## Begin Material supplied

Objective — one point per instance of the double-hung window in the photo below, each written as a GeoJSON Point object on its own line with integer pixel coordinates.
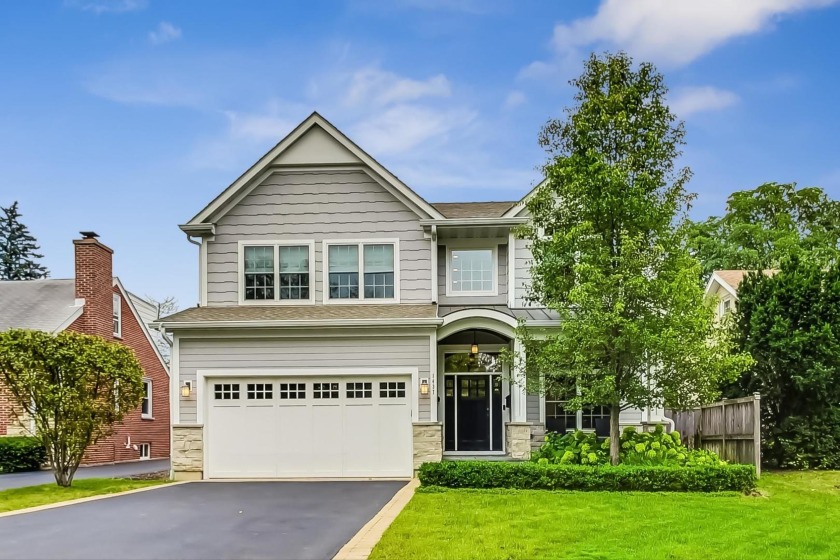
{"type": "Point", "coordinates": [276, 272]}
{"type": "Point", "coordinates": [361, 271]}
{"type": "Point", "coordinates": [117, 315]}
{"type": "Point", "coordinates": [472, 271]}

## End Material supplied

→ **What is being asked**
Reproduce every line of the records above word for word, but leave the pictures out.

→ **Response to the task**
Objective — one point per instance of the double-hung window in the photo below, each written as a GeoJSON Point object on its own line with integer pixel coordinates.
{"type": "Point", "coordinates": [276, 272]}
{"type": "Point", "coordinates": [361, 271]}
{"type": "Point", "coordinates": [117, 315]}
{"type": "Point", "coordinates": [472, 271]}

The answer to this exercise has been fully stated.